> _EXERCISE INSTRUCTIONS_
a - Please rewrite the SerpApi tutorial between "This section is" and "and maintain it.", inclusive, with "parser" replaced by "scraper".
b - In one to three sentences, explain why the SerpApi tutorial sets the 'apps_category' parameter to 'FAMILY'.
c - Summarize the SerpApi tutorial in two sentences.

> _SOURCE_

Using Google Play Apps Store API from SerpApi

This section is to show the comparison between the DIY solution and our solution.

The main difference is that it's a quicker approach. Google Play Apps Store API will bypass blocks from search engines and you don't have to create the parser from scratch and maintain it.

First, we need to install google-search-results:

pip install google-search-results

Import the necessary libraries for work:

from serpapi import GoogleSearch
import os, json

Next, we write a search query and the necessary parameters for making a request:

params = {
    # https://docs.python.org/3/library/os.html#os.getenv
    'api_key': os.getenv('API_KEY'),    # your serpapi api
    'engine': 'google_play',            # SerpApi search engine
    'store': 'apps',                    # Google Play store
    'apps_category': 'FAMILY'           # parameter defines the apps and games store category. In this case we use 'FAMILY' to scrape Google Play Children apps
}

The GIF below shows where to select this category in the playground:

We then create a search object where the data is retrieved from the SerpApi backend. In the result_dict dictionary we get data from JSON:

search = GoogleSearch(params)

> _DATASET CONTENT_
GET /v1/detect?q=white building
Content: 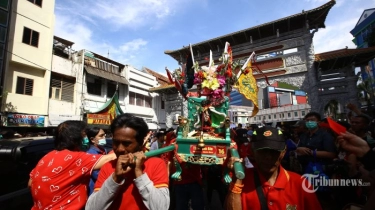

> _SOLUTION SET_
a -
This section is to show the comparison between the DIY solution and our solution.

The main difference is that it's a quicker approach. Google Play Apps Store API will bypass blocks from search engines and you don't have to create the scraper from scratch and maintain it.

b - The tutorial sets 'apps_category' to 'FAMILY' so the request scrapes Google Play Children apps. That parameter defines which apps and games store category is searched.

c - The tutorial compares a DIY solution with SerpApi's Google Play Apps Store API, which it calls a quicker approach that bypasses search engine blocks and spares you from creating and maintaining a parser. It then installs google-search-results, imports the needed libraries, sets request parameters that include the 'FAMILY' category for children's apps, and creates a GoogleSearch object from those parameters.